EXTRACTED INFORMATION Block Start

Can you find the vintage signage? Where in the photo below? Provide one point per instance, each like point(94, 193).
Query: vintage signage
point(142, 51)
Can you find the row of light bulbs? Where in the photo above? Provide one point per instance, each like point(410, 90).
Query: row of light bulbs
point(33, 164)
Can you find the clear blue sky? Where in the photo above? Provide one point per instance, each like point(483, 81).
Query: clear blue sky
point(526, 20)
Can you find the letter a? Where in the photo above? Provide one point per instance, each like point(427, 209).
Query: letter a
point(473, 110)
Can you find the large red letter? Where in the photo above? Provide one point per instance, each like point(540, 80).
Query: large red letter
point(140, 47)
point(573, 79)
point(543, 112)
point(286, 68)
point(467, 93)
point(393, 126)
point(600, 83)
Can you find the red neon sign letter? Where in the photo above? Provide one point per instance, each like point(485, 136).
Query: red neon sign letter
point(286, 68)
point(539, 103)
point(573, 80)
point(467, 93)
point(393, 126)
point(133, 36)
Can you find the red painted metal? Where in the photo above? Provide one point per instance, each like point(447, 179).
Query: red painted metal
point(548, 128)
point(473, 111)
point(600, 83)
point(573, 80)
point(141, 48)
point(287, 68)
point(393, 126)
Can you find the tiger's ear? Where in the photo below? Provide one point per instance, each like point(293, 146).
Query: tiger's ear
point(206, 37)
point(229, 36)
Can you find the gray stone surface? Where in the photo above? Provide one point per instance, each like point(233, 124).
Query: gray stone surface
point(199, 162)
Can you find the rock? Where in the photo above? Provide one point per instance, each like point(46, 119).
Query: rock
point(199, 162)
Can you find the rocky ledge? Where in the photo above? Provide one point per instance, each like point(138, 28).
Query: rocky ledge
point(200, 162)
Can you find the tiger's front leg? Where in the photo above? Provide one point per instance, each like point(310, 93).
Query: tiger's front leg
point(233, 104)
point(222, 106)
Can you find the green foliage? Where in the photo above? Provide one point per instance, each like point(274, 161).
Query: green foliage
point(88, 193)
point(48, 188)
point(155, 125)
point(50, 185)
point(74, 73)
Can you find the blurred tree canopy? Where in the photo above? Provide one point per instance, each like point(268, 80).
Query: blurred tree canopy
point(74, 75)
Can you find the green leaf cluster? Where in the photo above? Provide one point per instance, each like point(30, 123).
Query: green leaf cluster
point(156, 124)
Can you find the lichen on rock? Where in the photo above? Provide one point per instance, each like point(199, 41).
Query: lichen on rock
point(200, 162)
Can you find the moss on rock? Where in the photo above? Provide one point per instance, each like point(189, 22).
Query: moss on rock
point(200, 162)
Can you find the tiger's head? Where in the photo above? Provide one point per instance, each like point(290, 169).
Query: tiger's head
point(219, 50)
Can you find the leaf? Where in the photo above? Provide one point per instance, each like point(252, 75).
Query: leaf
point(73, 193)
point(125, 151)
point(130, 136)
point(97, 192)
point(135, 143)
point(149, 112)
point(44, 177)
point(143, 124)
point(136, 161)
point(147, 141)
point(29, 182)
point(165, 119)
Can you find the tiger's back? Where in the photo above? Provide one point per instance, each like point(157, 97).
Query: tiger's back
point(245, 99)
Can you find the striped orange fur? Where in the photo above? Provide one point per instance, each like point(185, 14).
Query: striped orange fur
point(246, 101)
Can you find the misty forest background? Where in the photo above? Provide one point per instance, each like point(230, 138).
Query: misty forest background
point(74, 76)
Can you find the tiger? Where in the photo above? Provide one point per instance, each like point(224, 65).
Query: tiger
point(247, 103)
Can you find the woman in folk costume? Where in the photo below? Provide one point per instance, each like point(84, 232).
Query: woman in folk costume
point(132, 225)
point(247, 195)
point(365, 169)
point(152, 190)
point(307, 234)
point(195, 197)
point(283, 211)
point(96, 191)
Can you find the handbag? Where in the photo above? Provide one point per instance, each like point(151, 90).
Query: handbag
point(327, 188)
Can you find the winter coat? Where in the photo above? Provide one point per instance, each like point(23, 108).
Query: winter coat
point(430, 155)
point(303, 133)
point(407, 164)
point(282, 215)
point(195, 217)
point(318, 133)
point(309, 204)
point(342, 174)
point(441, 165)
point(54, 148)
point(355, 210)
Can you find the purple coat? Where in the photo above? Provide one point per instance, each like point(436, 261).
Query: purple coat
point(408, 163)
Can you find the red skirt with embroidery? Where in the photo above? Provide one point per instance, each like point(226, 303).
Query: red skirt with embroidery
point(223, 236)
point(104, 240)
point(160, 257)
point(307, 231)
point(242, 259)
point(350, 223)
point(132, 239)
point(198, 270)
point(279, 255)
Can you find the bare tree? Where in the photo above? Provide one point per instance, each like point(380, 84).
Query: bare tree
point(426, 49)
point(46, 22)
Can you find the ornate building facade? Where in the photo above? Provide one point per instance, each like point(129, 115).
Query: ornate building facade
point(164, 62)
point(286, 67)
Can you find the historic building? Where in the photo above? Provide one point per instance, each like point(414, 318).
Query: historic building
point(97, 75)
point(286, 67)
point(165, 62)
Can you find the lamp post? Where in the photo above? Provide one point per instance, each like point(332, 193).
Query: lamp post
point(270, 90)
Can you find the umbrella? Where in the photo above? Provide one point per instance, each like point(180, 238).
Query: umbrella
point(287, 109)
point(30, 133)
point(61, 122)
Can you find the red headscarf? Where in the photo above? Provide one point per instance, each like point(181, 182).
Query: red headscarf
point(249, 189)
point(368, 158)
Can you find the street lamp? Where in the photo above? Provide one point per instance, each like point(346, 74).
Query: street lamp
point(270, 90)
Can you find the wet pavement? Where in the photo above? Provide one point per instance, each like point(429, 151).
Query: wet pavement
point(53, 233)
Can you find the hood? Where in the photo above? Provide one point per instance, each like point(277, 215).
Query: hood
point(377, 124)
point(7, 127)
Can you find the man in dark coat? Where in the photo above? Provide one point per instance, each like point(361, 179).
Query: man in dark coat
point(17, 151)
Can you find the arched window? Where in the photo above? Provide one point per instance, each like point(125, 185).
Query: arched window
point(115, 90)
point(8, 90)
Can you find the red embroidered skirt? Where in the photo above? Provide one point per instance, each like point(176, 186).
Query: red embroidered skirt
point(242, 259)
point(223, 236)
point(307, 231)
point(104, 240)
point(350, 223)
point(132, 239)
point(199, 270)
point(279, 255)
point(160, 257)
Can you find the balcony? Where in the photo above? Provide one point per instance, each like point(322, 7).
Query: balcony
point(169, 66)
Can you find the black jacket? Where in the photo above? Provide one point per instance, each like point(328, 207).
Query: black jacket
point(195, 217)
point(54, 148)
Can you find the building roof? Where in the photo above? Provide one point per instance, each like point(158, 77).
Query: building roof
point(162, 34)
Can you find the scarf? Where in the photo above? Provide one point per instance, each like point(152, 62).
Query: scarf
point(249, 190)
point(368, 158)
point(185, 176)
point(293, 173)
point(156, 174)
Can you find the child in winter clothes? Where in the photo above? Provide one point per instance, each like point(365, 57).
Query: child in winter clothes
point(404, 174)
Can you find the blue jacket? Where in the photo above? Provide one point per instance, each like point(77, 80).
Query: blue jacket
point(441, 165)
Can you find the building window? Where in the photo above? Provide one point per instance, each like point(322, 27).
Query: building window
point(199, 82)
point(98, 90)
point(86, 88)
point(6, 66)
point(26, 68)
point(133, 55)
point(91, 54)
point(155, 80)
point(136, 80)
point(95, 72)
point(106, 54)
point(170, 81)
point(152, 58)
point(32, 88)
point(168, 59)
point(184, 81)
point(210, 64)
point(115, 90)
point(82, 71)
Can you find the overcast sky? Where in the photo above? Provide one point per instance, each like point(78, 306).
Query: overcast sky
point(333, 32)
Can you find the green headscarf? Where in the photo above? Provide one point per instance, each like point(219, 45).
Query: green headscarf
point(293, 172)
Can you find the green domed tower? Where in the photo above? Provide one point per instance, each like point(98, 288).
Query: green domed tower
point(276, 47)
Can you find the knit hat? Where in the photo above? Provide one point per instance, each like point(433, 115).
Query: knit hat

EXTRACTED INFORMATION Block End

From the material above, set down exactly the lines between the line holding "Query: tiger's ear" and the line holding "Can you find the green leaf", inclusive. Include nothing else.

Query: tiger's ear
point(206, 37)
point(229, 36)
Can you find the gray stone surface? Where in the photo above? Provide one point per instance, each like point(233, 124).
Query: gray stone surface
point(199, 162)
Can you find the rock? Where in the photo above? Provide one point per instance, each like point(46, 119).
Query: rock
point(199, 162)
Can you find the rocky ledge? Where in the photo above? Provide one point per instance, each like point(138, 28).
Query: rocky ledge
point(200, 162)
Can you find the tiger's front leg? Where in the photo above? Provide one point per instance, each like point(310, 93).
Query: tiger's front leg
point(233, 104)
point(222, 106)
Can you find the green foliage? Where in the photo above? Provide one point per instance, each like point(274, 161).
Query: green foliage
point(88, 193)
point(48, 188)
point(155, 125)
point(50, 185)
point(74, 73)
Can you find the blurred tree canopy? Where in the photo above? Provide one point per instance, each like point(268, 80).
Query: blurred tree canopy
point(74, 75)
Can you find the green leaf cluster? Where in the photo above? Provide one point per instance, each like point(30, 123).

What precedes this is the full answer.